■ **Problem description**: Without the pictures, set down every line of the data exactly.

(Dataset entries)

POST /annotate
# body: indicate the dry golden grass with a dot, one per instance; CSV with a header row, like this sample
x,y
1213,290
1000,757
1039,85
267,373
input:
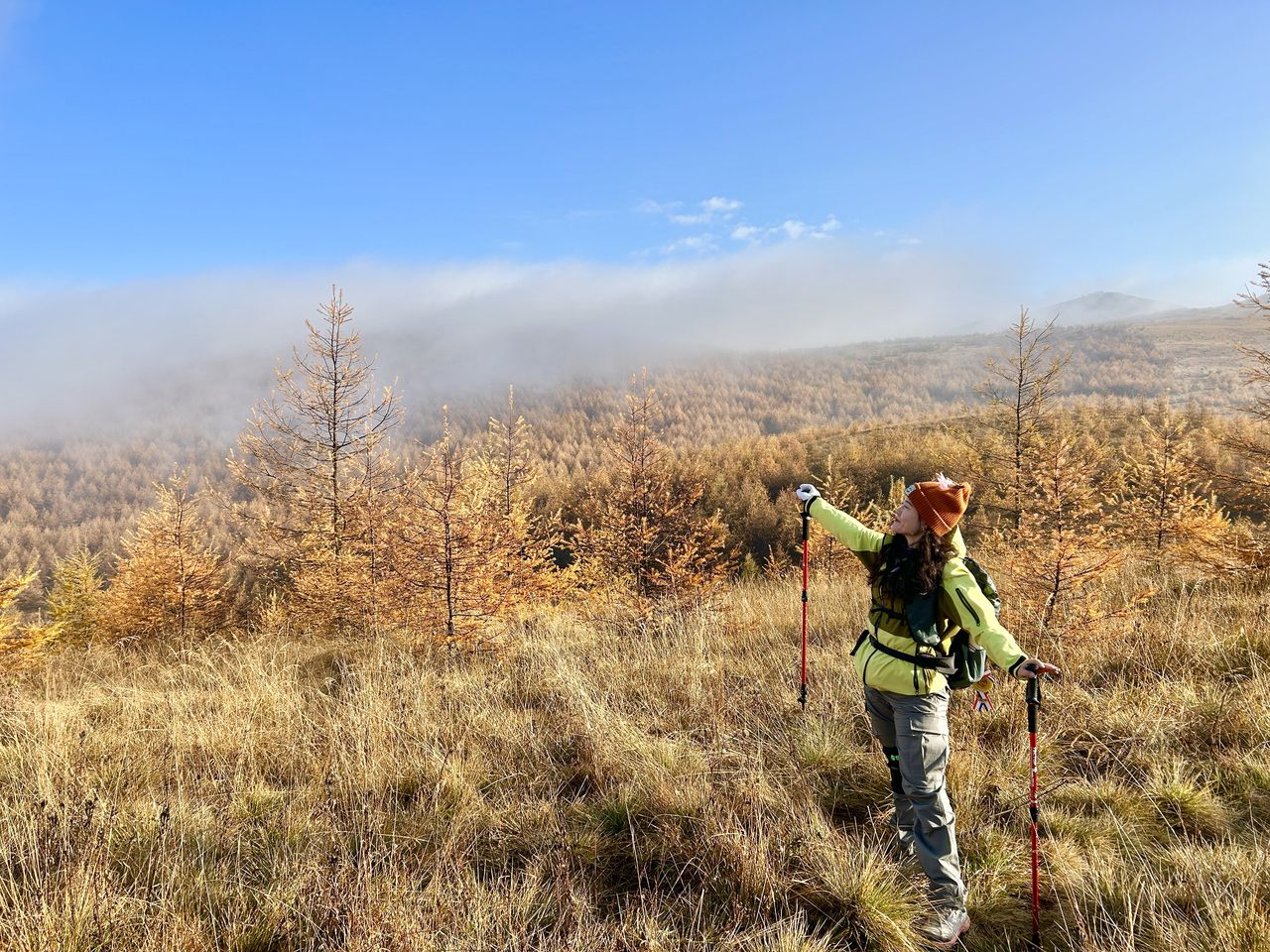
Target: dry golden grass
x,y
598,784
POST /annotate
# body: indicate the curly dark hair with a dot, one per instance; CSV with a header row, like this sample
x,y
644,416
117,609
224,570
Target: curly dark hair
x,y
907,571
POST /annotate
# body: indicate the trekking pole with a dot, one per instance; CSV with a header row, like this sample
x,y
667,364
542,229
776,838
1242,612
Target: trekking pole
x,y
1033,696
802,693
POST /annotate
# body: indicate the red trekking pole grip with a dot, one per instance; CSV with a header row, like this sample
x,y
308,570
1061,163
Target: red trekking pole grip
x,y
1033,697
802,693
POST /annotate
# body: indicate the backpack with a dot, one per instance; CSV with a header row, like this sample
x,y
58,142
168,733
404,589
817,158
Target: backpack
x,y
965,664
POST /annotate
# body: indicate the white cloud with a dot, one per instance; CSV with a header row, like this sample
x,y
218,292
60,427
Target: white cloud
x,y
693,243
716,208
90,353
790,229
649,207
793,227
720,204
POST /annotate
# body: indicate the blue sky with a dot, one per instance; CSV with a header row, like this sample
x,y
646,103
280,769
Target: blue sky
x,y
1078,146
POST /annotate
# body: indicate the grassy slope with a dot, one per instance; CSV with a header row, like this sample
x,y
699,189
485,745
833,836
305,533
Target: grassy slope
x,y
593,785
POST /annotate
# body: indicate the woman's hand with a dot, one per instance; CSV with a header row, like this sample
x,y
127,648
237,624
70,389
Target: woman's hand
x,y
1035,667
807,493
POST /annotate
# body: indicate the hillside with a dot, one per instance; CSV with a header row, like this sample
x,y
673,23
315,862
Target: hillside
x,y
594,785
60,493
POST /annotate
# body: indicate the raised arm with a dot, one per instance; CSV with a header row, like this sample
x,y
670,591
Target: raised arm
x,y
848,531
973,612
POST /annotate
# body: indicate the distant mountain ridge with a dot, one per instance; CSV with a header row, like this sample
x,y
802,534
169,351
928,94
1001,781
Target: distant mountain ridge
x,y
1106,307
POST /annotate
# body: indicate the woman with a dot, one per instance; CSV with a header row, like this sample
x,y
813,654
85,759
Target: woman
x,y
922,595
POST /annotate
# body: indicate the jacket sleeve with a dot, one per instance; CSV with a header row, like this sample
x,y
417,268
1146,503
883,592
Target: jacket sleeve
x,y
848,531
971,611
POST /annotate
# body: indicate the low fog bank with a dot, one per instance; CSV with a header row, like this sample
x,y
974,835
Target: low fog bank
x,y
199,350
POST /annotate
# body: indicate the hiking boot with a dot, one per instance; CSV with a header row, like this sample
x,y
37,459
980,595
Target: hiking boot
x,y
901,847
947,928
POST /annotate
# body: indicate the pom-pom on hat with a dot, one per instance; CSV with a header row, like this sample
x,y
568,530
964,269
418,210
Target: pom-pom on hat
x,y
940,503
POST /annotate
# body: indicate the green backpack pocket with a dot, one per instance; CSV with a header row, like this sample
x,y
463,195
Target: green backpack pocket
x,y
969,661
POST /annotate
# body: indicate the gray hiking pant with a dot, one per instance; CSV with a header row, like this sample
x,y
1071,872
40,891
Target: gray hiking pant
x,y
915,737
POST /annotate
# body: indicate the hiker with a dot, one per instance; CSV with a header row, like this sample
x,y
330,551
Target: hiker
x,y
921,584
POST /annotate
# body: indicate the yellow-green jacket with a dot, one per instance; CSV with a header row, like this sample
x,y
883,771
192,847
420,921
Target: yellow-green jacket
x,y
960,606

■ **Solved problem**:
POST /annotate
# body: indicate the dry golden grass with a dot, one per instance; CSV with a header row, like this sample
x,y
1213,290
1000,757
1039,85
267,373
input:
Target: dry golden grass
x,y
598,784
POST /annotate
# body: indicate the curly dark hair with a dot, one per instance; CSV with a header row, like this sample
x,y
644,416
117,609
224,570
Target: curly dark hair
x,y
907,571
POST /annotate
# body: indicate the trekking pole with a dot, one per instance; CSV with a header row, like this sample
x,y
667,364
542,229
776,838
1242,612
Target: trekking pole
x,y
1033,696
802,693
POST /annotate
# body: indicate the red trekking pole grip with a dot, one per instance; CSV with a header row, like this sample
x,y
308,570
1061,163
Target: red trekking pole grip
x,y
1033,697
802,693
POST /annotate
# body: indicate the backpack with a dot, one per instance; CSV with a header row, like this sample
x,y
58,142
168,733
404,589
817,158
Target: backpack
x,y
965,664
POST /annotate
# body: indicate the white cloud with a dot, one per instance; CSV with a header row, like this sample
x,y
218,292
60,427
Target: white cloud
x,y
693,243
716,208
90,353
790,229
649,207
793,227
720,204
POST /annotate
# body: indicate the blue sky with a dot, one per instance; CSV with a header row, like this sample
x,y
646,103
280,769
Target: blue sky
x,y
1078,146
POST /annotate
# body: indicate the grassy slope with a dot, one per instance; CSV with a header row, like this sample
x,y
699,189
485,745
833,836
305,533
Target: grassy slope
x,y
593,785
POST /annotate
# body: indicate the woman's hand with a dot, one per instance; CSV with a header row, like this sample
x,y
127,648
237,624
70,389
Target: woman's hand
x,y
1035,667
807,493
POST /annotate
# body: indicate the hillside with a dot, one per instance; CSV with a header row, like this sample
x,y
673,23
315,862
Target: hillside
x,y
594,785
60,493
POST /annotate
# body: indicate the raised arm with a dot, one per instance; CSV with a header row, like this sample
x,y
670,591
Target: raised arm
x,y
848,531
973,612
POST /annotate
# body: indicate the distant mountain ridge with a dot, one per instance; CSV with a header row, like this sample
x,y
802,534
169,351
928,94
1001,781
Target: distant mountain ridge
x,y
1106,307
POST /annotate
# body: indicate the woman with a dot, one per instance; CSV with a header row, like this sample
x,y
813,654
85,759
Target: woman
x,y
922,595
POST /annotate
# body: indicate the jacket sleeve with a dot, one per instance; CSV with a header row, like this sample
x,y
417,268
1146,503
883,592
Target: jacket sleeve
x,y
848,531
971,611
POST /annotate
# body: indicate the low fog bank with a dot, one per instance; CSV with a header row, like this sample
x,y
974,835
Target: low fog bank
x,y
199,350
POST /annotate
# body: indicate the hiking boot with a dot, one per instance; CSV with a header row, like this sample
x,y
37,459
980,595
Target: hiking boot
x,y
901,847
947,928
POST /annotate
# body: indicate the pom-pom on hat with a dot, one per instance; CSV with a header row, like this sample
x,y
568,530
964,269
418,210
Target: pom-pom on hat
x,y
940,503
POST /annotate
# body: indicate the green backpack pocket with a dot, one per instance; CSV with a header row, like this sample
x,y
463,195
Target: green backpack pocket
x,y
969,661
POST /annotate
# body: indicate the gray hiking pant with a dot, one per instance; CSV with a header row, like this sample
x,y
1071,872
40,891
Target: gray hiking pant
x,y
915,737
POST /annotate
# body: indicate the hiker with a dot, one per instance; CSV with a header row, like this sample
x,y
330,551
Target: hiker
x,y
921,584
POST /annotate
# body: indicate the yellow-green jacket with a dot, one per instance; CSV with a header row, like this sample
x,y
883,771
192,847
420,921
Target: yellow-green jacket
x,y
960,606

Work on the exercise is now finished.